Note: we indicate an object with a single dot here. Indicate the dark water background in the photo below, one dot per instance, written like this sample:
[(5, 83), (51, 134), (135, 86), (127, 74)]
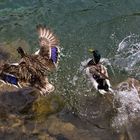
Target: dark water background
[(80, 25)]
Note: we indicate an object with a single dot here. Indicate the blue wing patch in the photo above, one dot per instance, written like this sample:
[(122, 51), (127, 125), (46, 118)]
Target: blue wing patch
[(10, 79), (54, 54)]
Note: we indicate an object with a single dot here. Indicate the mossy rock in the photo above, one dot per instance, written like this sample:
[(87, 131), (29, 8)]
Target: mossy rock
[(45, 106)]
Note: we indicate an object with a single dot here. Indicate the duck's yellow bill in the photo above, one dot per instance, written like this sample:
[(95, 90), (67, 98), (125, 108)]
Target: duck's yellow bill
[(91, 50)]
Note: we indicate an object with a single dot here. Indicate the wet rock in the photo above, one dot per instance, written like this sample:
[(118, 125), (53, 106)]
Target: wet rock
[(44, 106)]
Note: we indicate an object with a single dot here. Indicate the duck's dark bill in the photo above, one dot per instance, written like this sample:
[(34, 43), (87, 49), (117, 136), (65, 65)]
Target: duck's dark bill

Task to carry out:
Using the records above, write out exactly the lines from the one containing "Indicate the wet" through the last, and add nothing.

Result of the exercise:
Note: we indicate an object with a single dot here. Indicate the wet rock in the photo above, one dot per instance, written like this sample:
[(118, 125), (53, 106)]
Target: wet rock
[(44, 106)]
Note: we indicate an object with a single dot here. Indicate the duck's dark bill in the photo above, one dot per instance, written like this sample:
[(34, 43), (87, 49), (117, 136), (65, 65)]
Target: duck's dark bill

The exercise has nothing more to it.